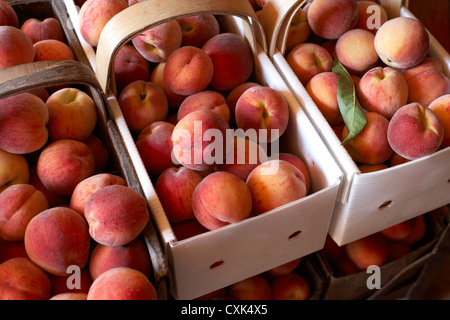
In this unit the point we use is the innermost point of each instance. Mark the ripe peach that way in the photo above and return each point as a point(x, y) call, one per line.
point(330, 19)
point(232, 60)
point(371, 145)
point(157, 43)
point(63, 164)
point(382, 90)
point(19, 203)
point(87, 187)
point(23, 125)
point(309, 59)
point(415, 131)
point(402, 42)
point(16, 47)
point(122, 283)
point(21, 279)
point(356, 51)
point(175, 187)
point(188, 70)
point(221, 198)
point(56, 239)
point(275, 183)
point(116, 215)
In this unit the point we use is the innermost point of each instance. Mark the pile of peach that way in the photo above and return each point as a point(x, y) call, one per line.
point(402, 91)
point(185, 88)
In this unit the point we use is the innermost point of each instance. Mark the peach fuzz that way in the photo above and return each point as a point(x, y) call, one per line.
point(191, 148)
point(62, 232)
point(371, 145)
point(19, 203)
point(198, 29)
point(23, 126)
point(309, 59)
point(93, 16)
point(402, 42)
point(441, 107)
point(16, 47)
point(122, 283)
point(87, 187)
point(116, 215)
point(154, 144)
point(382, 90)
point(208, 99)
point(188, 70)
point(21, 279)
point(220, 199)
point(48, 28)
point(175, 187)
point(275, 183)
point(232, 60)
point(356, 51)
point(367, 251)
point(63, 164)
point(415, 131)
point(132, 255)
point(157, 43)
point(330, 19)
point(323, 91)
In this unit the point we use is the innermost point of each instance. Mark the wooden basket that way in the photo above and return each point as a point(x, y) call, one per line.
point(367, 202)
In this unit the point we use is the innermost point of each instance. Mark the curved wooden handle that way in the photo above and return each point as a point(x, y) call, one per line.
point(143, 15)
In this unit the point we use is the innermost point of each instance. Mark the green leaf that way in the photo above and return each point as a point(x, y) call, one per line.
point(354, 117)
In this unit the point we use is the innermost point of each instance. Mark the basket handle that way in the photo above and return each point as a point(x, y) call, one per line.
point(145, 14)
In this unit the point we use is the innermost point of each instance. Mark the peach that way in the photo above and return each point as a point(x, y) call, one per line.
point(382, 90)
point(93, 16)
point(220, 199)
point(264, 110)
point(14, 169)
point(63, 164)
point(441, 107)
point(323, 91)
point(143, 103)
point(175, 187)
point(132, 255)
point(309, 59)
point(367, 251)
point(16, 47)
point(154, 144)
point(116, 215)
point(188, 70)
point(356, 51)
point(19, 203)
point(371, 145)
point(199, 140)
point(275, 183)
point(56, 239)
point(198, 29)
point(208, 99)
point(159, 42)
point(232, 59)
point(402, 42)
point(72, 114)
point(87, 187)
point(122, 283)
point(129, 66)
point(415, 131)
point(427, 86)
point(330, 19)
point(23, 124)
point(253, 288)
point(291, 286)
point(48, 28)
point(21, 279)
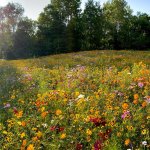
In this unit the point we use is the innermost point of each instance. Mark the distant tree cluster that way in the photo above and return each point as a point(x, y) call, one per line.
point(64, 27)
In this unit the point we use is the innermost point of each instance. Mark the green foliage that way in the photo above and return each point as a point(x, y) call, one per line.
point(64, 27)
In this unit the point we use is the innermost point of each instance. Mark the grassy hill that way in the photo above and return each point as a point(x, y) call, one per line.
point(85, 100)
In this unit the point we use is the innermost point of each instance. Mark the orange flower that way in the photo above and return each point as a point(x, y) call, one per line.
point(144, 104)
point(136, 96)
point(125, 106)
point(127, 142)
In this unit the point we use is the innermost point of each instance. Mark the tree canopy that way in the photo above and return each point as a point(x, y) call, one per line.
point(64, 27)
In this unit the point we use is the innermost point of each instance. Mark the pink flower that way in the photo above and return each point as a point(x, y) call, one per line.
point(7, 105)
point(140, 84)
point(124, 115)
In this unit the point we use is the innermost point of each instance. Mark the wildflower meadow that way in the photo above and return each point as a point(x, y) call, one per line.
point(92, 100)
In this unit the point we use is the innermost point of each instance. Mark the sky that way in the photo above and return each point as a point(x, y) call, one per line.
point(34, 7)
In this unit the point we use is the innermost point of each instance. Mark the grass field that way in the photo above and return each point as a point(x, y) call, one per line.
point(92, 100)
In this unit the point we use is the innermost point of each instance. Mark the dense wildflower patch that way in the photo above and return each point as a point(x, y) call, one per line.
point(78, 107)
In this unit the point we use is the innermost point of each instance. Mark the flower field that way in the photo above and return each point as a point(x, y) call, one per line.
point(93, 100)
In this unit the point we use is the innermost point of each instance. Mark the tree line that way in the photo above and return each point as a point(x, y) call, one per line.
point(64, 27)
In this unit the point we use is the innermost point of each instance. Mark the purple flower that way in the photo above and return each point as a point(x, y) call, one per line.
point(140, 84)
point(7, 105)
point(124, 115)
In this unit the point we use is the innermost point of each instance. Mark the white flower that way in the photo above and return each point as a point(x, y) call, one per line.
point(144, 143)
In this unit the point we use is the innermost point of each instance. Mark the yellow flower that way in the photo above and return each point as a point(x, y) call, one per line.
point(58, 112)
point(127, 142)
point(88, 132)
point(39, 134)
point(23, 135)
point(30, 147)
point(63, 136)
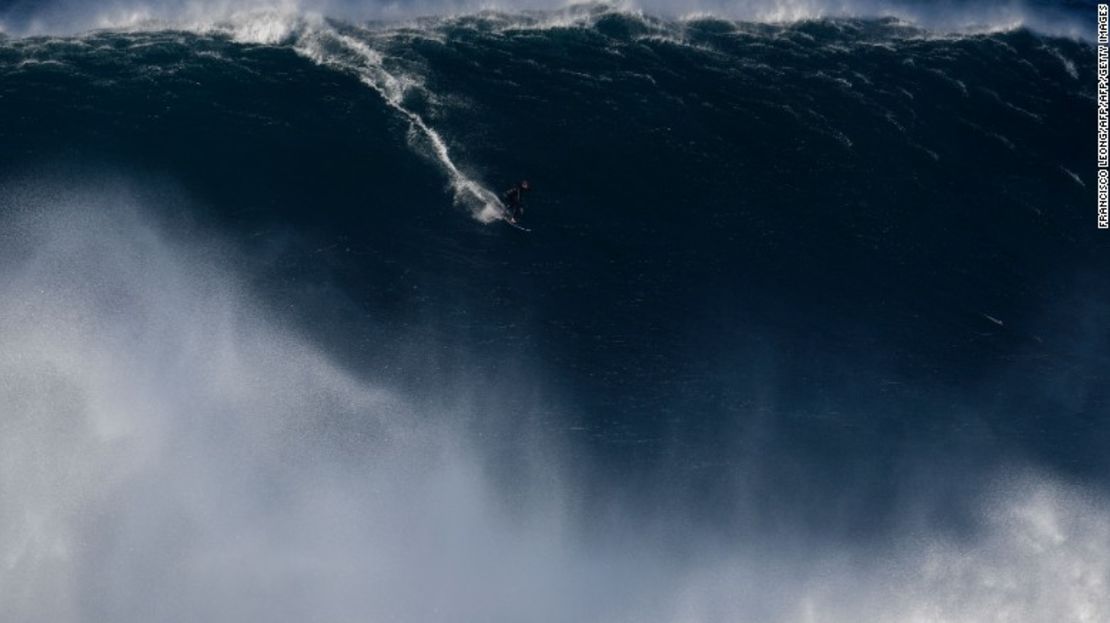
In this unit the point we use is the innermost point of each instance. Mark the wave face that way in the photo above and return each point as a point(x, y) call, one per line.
point(809, 325)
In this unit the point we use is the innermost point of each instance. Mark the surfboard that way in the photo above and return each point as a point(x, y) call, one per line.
point(512, 224)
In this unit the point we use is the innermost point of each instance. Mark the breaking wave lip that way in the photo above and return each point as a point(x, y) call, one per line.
point(269, 20)
point(172, 452)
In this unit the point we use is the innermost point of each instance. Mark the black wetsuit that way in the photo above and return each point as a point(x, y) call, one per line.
point(514, 200)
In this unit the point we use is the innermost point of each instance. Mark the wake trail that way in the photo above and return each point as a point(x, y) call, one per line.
point(367, 63)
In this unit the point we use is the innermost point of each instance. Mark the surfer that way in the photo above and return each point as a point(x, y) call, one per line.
point(514, 200)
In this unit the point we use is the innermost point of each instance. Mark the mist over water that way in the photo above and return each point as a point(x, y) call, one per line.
point(173, 452)
point(809, 327)
point(1072, 18)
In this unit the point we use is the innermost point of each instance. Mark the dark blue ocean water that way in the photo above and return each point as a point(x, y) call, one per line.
point(844, 265)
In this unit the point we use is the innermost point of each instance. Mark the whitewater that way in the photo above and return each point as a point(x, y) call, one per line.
point(809, 327)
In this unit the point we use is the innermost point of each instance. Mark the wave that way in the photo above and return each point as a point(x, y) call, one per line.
point(174, 451)
point(67, 17)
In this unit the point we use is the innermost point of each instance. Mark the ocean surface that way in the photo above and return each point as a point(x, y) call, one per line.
point(811, 323)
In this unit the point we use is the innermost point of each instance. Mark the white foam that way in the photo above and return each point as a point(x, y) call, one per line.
point(171, 451)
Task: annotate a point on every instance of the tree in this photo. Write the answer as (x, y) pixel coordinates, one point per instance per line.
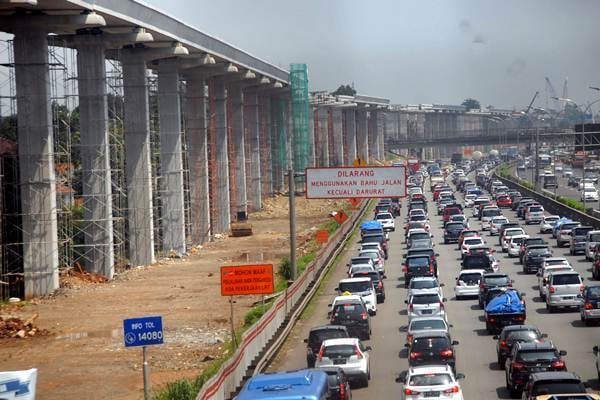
(471, 104)
(345, 90)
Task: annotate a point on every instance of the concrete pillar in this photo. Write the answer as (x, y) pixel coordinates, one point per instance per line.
(252, 137)
(36, 162)
(95, 156)
(171, 164)
(350, 132)
(362, 135)
(221, 195)
(137, 159)
(240, 200)
(196, 103)
(337, 158)
(322, 142)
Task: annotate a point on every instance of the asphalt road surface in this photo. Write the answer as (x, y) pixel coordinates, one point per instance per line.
(476, 354)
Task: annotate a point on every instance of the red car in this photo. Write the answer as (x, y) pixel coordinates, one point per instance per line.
(504, 201)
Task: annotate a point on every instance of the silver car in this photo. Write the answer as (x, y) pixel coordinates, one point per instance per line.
(564, 288)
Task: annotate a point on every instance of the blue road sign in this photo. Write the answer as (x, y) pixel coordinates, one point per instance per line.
(143, 331)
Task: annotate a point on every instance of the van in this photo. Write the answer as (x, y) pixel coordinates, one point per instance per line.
(306, 384)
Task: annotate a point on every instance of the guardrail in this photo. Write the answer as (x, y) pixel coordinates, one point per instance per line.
(258, 340)
(551, 205)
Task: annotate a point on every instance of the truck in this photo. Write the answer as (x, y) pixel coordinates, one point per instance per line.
(506, 308)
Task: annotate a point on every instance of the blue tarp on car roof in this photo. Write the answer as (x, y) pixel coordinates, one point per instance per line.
(371, 225)
(506, 303)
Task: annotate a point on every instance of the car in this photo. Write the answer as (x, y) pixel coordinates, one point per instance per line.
(425, 284)
(350, 355)
(431, 381)
(589, 309)
(355, 317)
(339, 385)
(362, 287)
(548, 222)
(578, 240)
(512, 334)
(425, 305)
(425, 324)
(491, 280)
(387, 220)
(514, 245)
(432, 348)
(554, 385)
(534, 257)
(316, 336)
(564, 288)
(467, 283)
(528, 357)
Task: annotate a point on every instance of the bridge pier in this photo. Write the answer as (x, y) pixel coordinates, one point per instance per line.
(137, 159)
(171, 165)
(196, 104)
(98, 252)
(36, 162)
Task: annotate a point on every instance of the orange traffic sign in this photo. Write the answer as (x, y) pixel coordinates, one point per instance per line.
(239, 280)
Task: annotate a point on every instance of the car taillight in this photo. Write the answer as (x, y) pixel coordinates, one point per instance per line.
(518, 366)
(446, 353)
(558, 364)
(453, 389)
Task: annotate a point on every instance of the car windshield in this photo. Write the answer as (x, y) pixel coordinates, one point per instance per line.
(423, 284)
(339, 350)
(430, 380)
(425, 324)
(425, 299)
(568, 279)
(536, 355)
(355, 287)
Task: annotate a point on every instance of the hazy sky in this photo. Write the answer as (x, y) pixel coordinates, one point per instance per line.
(419, 51)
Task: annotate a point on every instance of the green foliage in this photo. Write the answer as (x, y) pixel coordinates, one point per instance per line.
(345, 90)
(471, 104)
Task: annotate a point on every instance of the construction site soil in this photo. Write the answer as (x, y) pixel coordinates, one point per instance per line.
(75, 337)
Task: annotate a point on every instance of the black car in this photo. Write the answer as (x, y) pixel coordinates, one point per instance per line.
(527, 358)
(542, 383)
(377, 283)
(452, 231)
(419, 265)
(317, 335)
(432, 348)
(339, 386)
(515, 334)
(355, 317)
(534, 257)
(491, 280)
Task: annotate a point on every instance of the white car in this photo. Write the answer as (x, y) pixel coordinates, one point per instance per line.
(467, 283)
(431, 382)
(350, 355)
(471, 242)
(424, 284)
(589, 193)
(496, 223)
(514, 246)
(387, 220)
(548, 222)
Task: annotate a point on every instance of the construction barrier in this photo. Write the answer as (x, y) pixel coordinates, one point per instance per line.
(256, 339)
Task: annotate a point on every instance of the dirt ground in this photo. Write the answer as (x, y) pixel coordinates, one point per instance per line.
(82, 355)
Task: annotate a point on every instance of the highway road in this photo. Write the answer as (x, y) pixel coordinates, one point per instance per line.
(476, 354)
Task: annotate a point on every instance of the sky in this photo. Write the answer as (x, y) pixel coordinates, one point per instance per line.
(418, 51)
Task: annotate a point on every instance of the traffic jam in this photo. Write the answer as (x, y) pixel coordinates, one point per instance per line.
(485, 226)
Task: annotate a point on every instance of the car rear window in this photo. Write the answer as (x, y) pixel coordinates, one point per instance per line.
(569, 279)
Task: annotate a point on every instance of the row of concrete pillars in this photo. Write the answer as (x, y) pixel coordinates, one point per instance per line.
(229, 120)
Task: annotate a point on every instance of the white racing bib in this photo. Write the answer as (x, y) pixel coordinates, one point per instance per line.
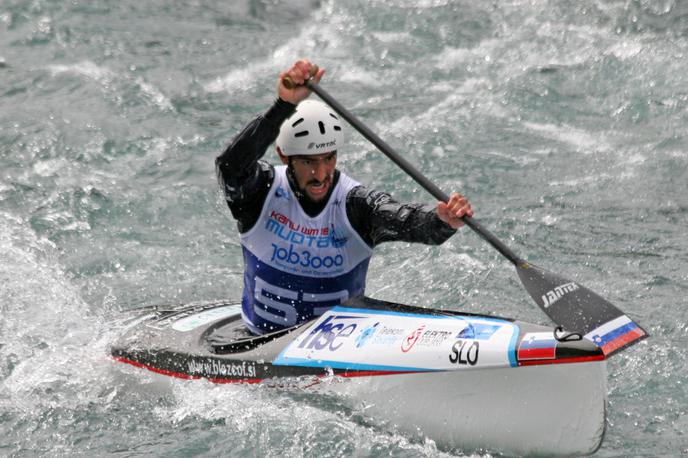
(297, 267)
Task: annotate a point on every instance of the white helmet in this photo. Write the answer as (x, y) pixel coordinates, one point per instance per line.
(313, 129)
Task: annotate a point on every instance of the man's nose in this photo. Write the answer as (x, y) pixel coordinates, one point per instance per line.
(320, 171)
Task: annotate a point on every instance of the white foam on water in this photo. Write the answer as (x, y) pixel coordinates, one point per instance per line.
(582, 141)
(47, 331)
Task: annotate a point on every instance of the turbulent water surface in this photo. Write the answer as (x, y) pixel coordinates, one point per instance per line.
(566, 123)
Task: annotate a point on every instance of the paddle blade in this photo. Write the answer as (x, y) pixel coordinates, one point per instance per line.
(576, 308)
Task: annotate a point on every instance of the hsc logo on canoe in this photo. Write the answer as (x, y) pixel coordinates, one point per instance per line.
(331, 333)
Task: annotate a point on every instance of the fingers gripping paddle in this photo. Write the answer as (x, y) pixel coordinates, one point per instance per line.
(567, 303)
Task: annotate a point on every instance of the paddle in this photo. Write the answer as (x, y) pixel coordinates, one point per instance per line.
(569, 304)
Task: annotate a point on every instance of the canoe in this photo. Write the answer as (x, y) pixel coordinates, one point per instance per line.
(466, 381)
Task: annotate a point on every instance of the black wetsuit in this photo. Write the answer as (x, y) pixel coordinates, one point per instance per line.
(375, 215)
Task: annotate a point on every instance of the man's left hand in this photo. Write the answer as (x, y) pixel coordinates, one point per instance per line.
(452, 211)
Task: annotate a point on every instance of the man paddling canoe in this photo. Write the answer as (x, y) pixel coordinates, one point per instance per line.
(307, 229)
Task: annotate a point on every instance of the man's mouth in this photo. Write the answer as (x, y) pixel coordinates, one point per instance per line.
(318, 188)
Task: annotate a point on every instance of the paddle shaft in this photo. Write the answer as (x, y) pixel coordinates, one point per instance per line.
(407, 167)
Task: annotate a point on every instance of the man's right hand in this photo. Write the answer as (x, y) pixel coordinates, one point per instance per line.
(298, 73)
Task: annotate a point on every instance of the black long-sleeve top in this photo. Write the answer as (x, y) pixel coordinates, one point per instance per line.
(375, 215)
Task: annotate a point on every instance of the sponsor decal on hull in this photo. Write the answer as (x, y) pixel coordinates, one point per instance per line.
(351, 339)
(537, 345)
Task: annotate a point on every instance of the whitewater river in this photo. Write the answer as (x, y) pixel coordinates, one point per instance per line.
(566, 124)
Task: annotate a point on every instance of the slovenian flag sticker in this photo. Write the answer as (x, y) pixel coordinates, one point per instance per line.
(615, 334)
(537, 345)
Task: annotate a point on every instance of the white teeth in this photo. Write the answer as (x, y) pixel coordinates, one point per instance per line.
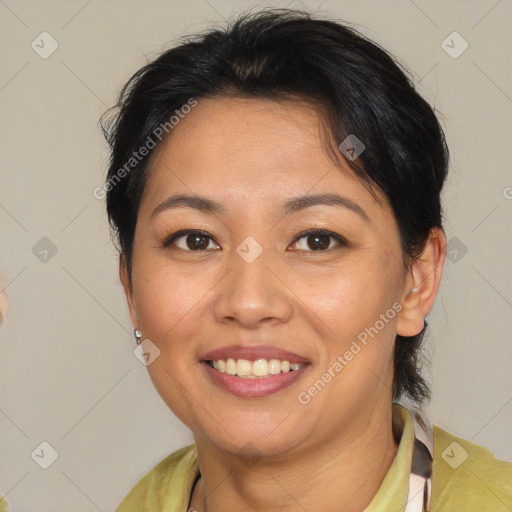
(274, 366)
(260, 368)
(253, 369)
(231, 367)
(243, 367)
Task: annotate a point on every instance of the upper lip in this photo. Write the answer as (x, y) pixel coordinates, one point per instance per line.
(252, 353)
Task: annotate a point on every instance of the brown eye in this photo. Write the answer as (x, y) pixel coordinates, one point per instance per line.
(318, 241)
(190, 241)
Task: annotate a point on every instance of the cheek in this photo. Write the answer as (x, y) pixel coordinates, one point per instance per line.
(170, 303)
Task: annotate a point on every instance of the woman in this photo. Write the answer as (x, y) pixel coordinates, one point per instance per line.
(275, 191)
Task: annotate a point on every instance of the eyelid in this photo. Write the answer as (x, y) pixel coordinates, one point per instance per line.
(183, 232)
(342, 241)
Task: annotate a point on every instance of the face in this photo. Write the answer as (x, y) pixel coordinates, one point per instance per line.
(260, 270)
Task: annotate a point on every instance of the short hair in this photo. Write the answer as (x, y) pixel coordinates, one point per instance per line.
(280, 54)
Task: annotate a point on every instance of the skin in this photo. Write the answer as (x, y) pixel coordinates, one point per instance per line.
(251, 156)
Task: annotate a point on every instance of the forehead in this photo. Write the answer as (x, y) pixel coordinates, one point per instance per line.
(248, 150)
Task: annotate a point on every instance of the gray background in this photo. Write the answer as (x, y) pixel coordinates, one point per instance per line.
(68, 375)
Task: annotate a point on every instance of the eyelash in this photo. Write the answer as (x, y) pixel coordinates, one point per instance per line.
(303, 234)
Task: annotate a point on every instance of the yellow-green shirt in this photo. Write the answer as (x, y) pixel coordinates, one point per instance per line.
(478, 482)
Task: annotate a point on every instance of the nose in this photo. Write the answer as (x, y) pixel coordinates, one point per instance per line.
(252, 293)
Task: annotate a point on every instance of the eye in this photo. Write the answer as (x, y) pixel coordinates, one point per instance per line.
(189, 240)
(318, 240)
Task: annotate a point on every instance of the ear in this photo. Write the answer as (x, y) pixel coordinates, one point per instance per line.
(421, 285)
(128, 290)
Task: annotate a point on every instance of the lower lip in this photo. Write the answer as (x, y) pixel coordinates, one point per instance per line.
(254, 388)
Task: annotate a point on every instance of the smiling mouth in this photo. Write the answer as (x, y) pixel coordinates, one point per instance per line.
(257, 369)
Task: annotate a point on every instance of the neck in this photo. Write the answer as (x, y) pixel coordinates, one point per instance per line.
(342, 473)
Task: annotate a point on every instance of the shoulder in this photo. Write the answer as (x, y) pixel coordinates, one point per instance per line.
(166, 486)
(468, 477)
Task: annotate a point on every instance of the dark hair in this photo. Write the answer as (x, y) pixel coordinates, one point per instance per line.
(280, 54)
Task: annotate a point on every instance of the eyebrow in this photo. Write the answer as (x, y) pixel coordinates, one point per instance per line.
(206, 205)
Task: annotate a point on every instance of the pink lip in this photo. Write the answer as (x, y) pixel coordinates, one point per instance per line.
(254, 388)
(253, 353)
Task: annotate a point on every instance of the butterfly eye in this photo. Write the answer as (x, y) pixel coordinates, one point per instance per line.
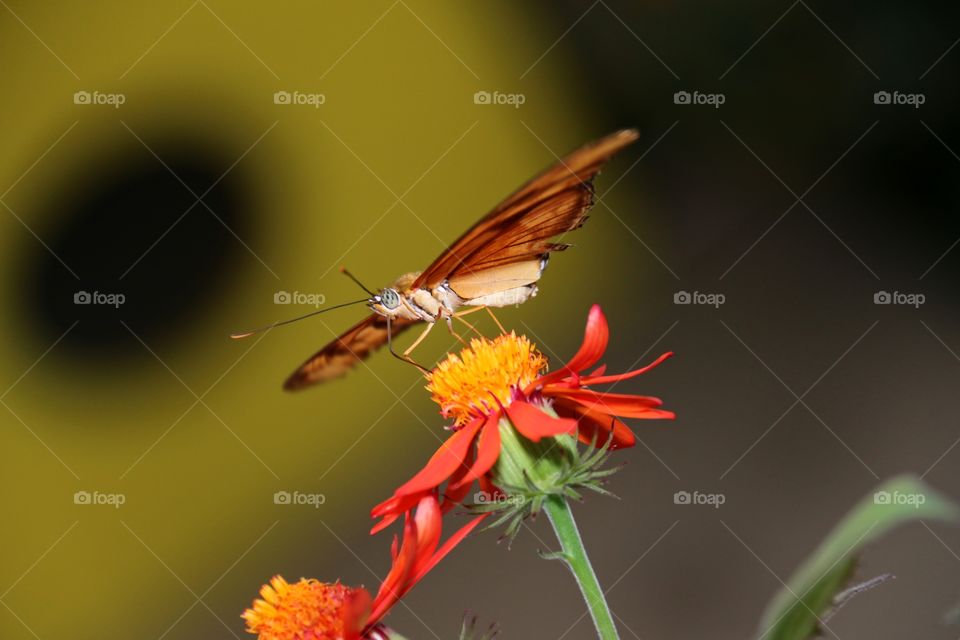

++++

> _Exercise objective_
Reproduce the lines from the first one through the line containing "point(367, 202)", changing "peach" to "apricot" and leaving everything else as it stands. Omit the pictures from your answer.

> _Response to this task_
In this unit the point we use is the innermost point of each instance. Mark the ripe apricot that way in the photo above and return each point as a point(x, y) call, one per line.
point(330, 19)
point(232, 60)
point(371, 145)
point(157, 43)
point(63, 164)
point(382, 90)
point(19, 203)
point(87, 187)
point(23, 125)
point(309, 59)
point(415, 131)
point(402, 42)
point(16, 47)
point(122, 283)
point(21, 279)
point(356, 51)
point(175, 187)
point(188, 70)
point(221, 198)
point(56, 239)
point(275, 183)
point(116, 215)
In this unit the point we use is the innermost point of each instance. Mark the pile of apricot that way in the photo above and return each point as a point(x, y) call, one per line.
point(402, 91)
point(185, 88)
In this unit the point we use is the innermost point of each instance. Mark the apricot fuzz that way in the photo above and return each point as a point(x, y) call, one per line.
point(191, 148)
point(62, 232)
point(371, 145)
point(19, 203)
point(198, 29)
point(23, 126)
point(309, 59)
point(93, 16)
point(402, 42)
point(441, 107)
point(16, 47)
point(122, 283)
point(87, 187)
point(116, 215)
point(154, 144)
point(382, 90)
point(208, 99)
point(188, 70)
point(21, 279)
point(220, 199)
point(48, 28)
point(175, 187)
point(275, 183)
point(232, 60)
point(356, 51)
point(367, 251)
point(63, 164)
point(415, 131)
point(132, 255)
point(157, 43)
point(330, 19)
point(323, 91)
In this unit the point we use is the innermost point of each instance. Mark the wooden basket that way in the photo above and return each point as a point(x, y) call, one per line.
point(367, 202)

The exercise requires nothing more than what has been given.